◆ EXTRACTED TEXT:
○ ○ ○ ○
Rev. Sylvester Malone (8 May 1821 – 29 December 1899) was an Irish-born American Catholic priest.

==Life==
Malone was born in Trim, County Meath, Ireland on 8 May 1821, the son of Laurence and Marcella Malone. His father was a civil engineer and surveyor.

Receiving a classical education, in 1838 he was recruited to go to America by the Rev. Andrew J. Byrne, then pastor of St. James' Church in Manhattan. In the spring of 1839, Byrne and Malone left from Kingstown for Liverpool where on 10 April they sailed to Philadelphia, arriving on 12 May 1839. After calling on Bishop Francis Kenrick, they made their way to New York, where Bishop Hughes advised Malone to enter St. Joseph's Seminary in LaFargeville, Jefferson County, New York. The following year, the seminary moved to Rose Hill in Fordham, where Malone continued his studies. As a seminarian, on 10 March 1844 he participated in the ceremonies when Bishop Hughes consecrated Byrne as first bishop of Little Rock, Arkansas and John McCloskey coadjutor bishop of New York.

Fr. Malone was ordained by Bishop McCloskey on 15 August 1844. Shortly afterward, Malone was visiting Father Joseph P. Burke, pastor of St. Peter's Church in Poughkeepsie, who asked him to attend a small mission a few miles away. Malone said his first Mass in the village of Wappingers Falls, an up-river mill town.
○ ○ ○ ○
◆ PROVIDED RECORDS:
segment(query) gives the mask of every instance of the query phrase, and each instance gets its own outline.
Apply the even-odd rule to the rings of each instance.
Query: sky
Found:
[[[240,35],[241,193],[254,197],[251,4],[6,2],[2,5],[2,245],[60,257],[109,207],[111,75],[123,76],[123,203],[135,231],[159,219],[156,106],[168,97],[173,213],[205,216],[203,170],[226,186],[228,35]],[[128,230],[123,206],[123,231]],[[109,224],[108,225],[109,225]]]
○ ○ ○ ○
◆ ASSIGNMENT: Continue the biography of Sylvester Malone from its final sentence, about his first Mass in Wappingers Falls.

◆ EXERCISE RESPONSE:
Bishop Hughes soon sent Father Malone to Williamsburg, Brooklyn. He befriended the Irish-born architect Patrick Keely and together they were responsible for a number of church buildings. In 1861 he founded the Irish-American fraternal organization The Friendly Sons of St. Patrick in Brooklyn. A man noted for his tolerance, he was friendly with clerics from other Christian churches and local rabbis. Politically, he was a Republican Abolitionist and supported Lincoln; he was also a supporter of the Land League in Ireland, and for Home Rule for Ireland. He died on 29 December 1899.

His nephews Lawrence and Sylvester Malone became lawyers, as did his niece Marcella Malone. Their sister, Maud Malone, was a suffragette and labor leader in New York City.